### TASK TO COMPLETE
Only the lines from the top of the following listing through the line with "positive clicks: (70, 229)" belong in your answer, exactly as written.

### RECORDS FOR THE TASK
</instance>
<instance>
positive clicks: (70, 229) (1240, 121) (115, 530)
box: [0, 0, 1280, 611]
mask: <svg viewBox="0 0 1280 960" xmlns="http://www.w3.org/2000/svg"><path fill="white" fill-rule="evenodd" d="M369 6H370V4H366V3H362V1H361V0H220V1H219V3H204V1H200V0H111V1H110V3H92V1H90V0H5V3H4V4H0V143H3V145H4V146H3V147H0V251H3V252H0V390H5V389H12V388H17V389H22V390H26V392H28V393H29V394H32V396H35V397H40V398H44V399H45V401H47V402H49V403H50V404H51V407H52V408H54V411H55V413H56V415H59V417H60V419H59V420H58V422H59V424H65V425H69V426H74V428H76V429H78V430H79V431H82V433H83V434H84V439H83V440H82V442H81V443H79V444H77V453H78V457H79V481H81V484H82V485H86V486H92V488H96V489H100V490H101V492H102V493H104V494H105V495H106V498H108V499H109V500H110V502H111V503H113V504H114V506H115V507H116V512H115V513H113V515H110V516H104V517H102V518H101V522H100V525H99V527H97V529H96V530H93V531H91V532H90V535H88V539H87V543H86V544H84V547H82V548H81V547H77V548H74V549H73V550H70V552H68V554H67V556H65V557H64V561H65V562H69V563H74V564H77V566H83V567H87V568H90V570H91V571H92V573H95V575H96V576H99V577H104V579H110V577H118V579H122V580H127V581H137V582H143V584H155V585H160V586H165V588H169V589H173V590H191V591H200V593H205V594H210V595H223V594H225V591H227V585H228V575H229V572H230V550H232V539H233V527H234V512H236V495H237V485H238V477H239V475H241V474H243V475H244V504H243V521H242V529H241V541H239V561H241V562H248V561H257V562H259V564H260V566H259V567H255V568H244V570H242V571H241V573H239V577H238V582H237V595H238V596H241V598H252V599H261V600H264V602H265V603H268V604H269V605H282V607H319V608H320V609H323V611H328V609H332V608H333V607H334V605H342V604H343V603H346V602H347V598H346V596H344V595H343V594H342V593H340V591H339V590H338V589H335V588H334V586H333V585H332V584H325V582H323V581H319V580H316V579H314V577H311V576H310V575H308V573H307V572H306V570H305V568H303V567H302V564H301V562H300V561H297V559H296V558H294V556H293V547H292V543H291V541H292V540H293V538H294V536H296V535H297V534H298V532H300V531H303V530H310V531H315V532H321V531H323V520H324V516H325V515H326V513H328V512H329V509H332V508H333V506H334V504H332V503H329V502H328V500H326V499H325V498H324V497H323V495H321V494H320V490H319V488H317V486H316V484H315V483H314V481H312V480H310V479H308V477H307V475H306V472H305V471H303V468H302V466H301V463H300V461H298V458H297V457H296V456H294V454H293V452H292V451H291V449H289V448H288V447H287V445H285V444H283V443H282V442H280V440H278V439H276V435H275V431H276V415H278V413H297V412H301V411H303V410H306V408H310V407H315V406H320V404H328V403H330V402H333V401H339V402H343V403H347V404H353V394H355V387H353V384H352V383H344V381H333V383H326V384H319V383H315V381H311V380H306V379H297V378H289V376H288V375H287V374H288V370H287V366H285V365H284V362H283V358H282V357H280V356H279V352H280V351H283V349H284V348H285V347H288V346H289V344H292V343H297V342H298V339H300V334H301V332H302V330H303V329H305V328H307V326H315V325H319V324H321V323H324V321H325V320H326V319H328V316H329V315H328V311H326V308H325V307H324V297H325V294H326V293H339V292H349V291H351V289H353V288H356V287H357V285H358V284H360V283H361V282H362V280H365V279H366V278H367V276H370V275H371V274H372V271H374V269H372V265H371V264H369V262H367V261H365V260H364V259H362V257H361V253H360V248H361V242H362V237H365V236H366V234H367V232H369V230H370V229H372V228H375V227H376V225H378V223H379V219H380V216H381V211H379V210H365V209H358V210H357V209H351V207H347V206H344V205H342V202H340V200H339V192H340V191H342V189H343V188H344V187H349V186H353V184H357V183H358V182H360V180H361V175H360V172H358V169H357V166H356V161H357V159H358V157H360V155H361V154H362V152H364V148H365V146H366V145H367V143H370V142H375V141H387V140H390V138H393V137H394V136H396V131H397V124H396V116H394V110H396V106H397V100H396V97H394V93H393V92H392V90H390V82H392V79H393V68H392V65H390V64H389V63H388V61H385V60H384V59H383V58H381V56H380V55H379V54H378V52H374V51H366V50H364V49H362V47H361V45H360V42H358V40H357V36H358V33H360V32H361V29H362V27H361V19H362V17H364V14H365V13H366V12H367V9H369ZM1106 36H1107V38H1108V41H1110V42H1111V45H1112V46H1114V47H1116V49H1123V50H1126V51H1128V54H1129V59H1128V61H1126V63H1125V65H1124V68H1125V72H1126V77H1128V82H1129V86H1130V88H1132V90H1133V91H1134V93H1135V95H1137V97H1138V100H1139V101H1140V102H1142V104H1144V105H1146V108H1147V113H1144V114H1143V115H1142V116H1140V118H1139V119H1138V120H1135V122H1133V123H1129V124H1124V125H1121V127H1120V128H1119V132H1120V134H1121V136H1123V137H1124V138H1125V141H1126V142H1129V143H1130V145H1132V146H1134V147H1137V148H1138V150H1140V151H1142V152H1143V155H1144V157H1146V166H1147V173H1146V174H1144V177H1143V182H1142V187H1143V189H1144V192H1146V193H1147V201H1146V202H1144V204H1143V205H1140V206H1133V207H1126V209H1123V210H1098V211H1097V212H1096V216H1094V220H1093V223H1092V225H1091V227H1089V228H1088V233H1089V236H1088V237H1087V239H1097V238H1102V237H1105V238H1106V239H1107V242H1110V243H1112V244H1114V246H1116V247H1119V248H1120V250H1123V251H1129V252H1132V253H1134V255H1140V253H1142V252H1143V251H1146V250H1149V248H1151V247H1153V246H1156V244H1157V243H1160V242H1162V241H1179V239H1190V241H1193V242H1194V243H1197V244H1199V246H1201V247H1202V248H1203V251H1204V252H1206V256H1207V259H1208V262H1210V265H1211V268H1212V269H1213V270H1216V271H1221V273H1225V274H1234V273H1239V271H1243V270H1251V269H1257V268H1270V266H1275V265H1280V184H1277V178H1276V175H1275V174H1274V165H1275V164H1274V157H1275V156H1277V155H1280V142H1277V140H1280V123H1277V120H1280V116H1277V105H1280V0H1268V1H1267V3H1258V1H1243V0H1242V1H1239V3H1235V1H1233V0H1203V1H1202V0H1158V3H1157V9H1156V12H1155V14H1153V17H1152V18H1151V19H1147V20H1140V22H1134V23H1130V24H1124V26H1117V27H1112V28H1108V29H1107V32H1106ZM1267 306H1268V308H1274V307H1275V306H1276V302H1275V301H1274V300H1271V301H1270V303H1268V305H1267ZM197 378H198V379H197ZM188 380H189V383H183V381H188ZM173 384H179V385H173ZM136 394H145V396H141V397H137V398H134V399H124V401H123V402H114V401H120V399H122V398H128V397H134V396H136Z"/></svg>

### RESPONSE AREA
</instance>
<instance>
positive clicks: (70, 229) (1240, 121) (115, 530)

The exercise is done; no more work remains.